- _Exercise aim_:
Write down the passage of the repository page below, word for word, starting at "The test data" and ending at "settings in LongBench.".

--- Begin Document excerpt ---

FILM/real_world_long at main · jxjessieli/FILM

History

Name		Name	Last commit message	Last commit date
parent directory ..
prompts		prompts
results		results
README.md		README.md
evaluate.py		evaluate.py
metrics.py		metrics.py

README.md

Real-World Long-Context Tasks

The following guidance will help you to reproduce our results on real-wordl long-context tasks. The test prompts and evaluation scripts are modified from LongBench.

Step 1: Extract Data and Inference with vLLM.

The test data in ./prompts/ have been formatted into the system template for FILM-7B. The filenames indicate the max output length for different tasks during inference, following the default settings in LongBench.

# Extract Data
cd ./prompts/
unzip LongBench_output_32_64.zip
unzip LongBench_output_128_512.zip
cd ..

--- End Document excerpt ---
--- Begin Provided material ---

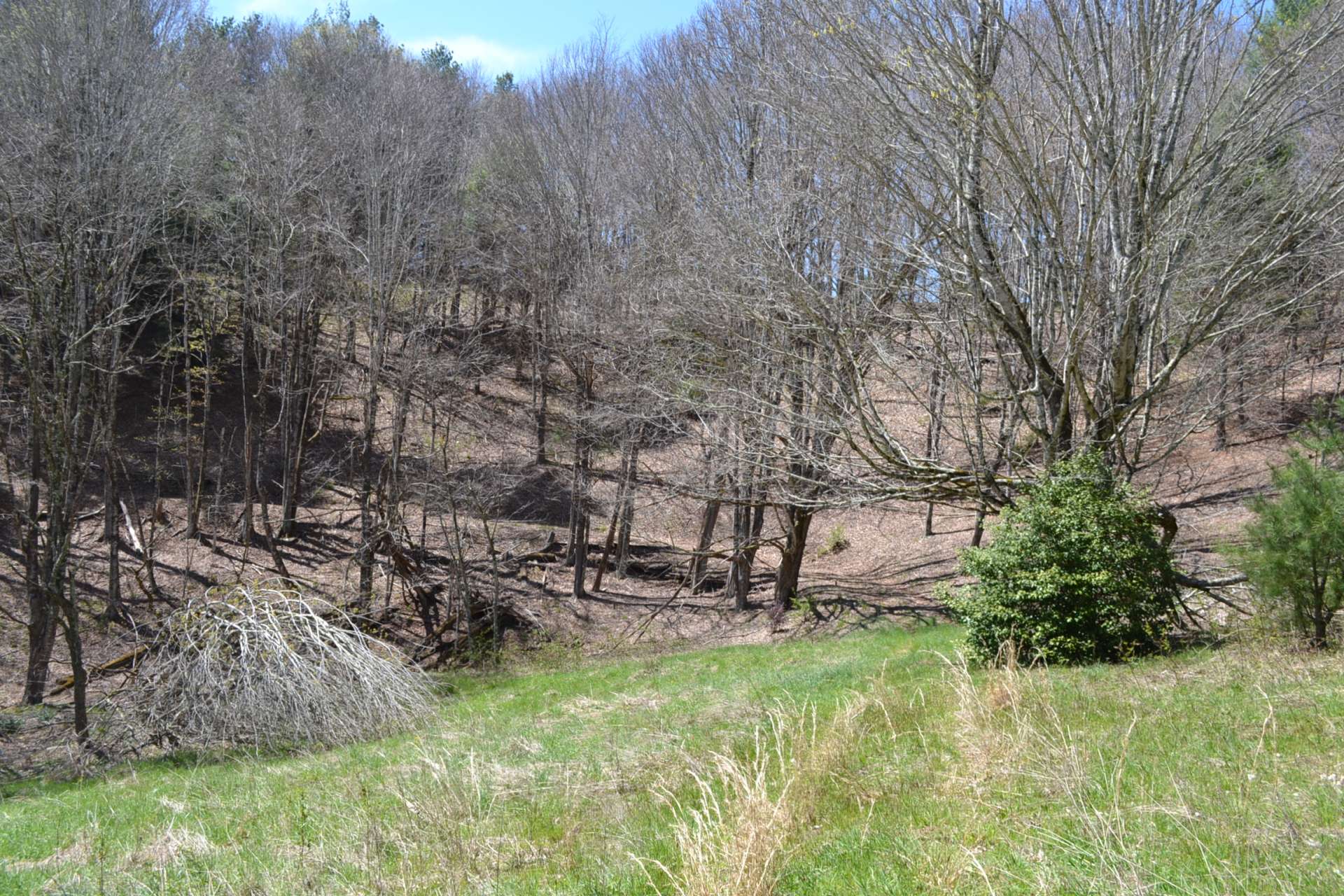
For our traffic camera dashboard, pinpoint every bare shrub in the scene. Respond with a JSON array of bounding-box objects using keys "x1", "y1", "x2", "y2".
[{"x1": 124, "y1": 584, "x2": 428, "y2": 748}]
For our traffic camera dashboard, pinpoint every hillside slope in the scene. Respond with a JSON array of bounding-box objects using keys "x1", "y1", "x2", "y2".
[{"x1": 0, "y1": 626, "x2": 1344, "y2": 896}]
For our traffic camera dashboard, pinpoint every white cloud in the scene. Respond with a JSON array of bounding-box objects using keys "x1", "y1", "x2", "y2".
[{"x1": 406, "y1": 34, "x2": 542, "y2": 75}]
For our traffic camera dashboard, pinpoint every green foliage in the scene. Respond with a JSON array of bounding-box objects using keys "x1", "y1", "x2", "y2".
[
  {"x1": 949, "y1": 454, "x2": 1177, "y2": 662},
  {"x1": 421, "y1": 43, "x2": 462, "y2": 78},
  {"x1": 1227, "y1": 402, "x2": 1344, "y2": 646}
]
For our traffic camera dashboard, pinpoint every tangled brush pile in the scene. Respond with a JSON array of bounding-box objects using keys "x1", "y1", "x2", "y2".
[{"x1": 124, "y1": 586, "x2": 428, "y2": 748}]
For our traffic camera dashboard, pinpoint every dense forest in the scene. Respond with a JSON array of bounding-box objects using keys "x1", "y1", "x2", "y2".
[{"x1": 0, "y1": 0, "x2": 1344, "y2": 752}]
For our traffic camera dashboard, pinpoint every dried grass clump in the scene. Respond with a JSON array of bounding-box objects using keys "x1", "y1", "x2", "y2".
[
  {"x1": 124, "y1": 586, "x2": 428, "y2": 748},
  {"x1": 641, "y1": 694, "x2": 874, "y2": 896}
]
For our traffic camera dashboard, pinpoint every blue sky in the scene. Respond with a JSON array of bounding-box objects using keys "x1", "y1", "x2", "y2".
[{"x1": 210, "y1": 0, "x2": 700, "y2": 76}]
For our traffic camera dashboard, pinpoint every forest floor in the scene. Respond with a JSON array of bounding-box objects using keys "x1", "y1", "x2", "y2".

--- End Provided material ---

- _Result of the task_:
The test data in ./prompts/ have been formatted into the system template for FILM-7B. The filenames indicate the max output length for different tasks during inference, following the default settings in LongBench.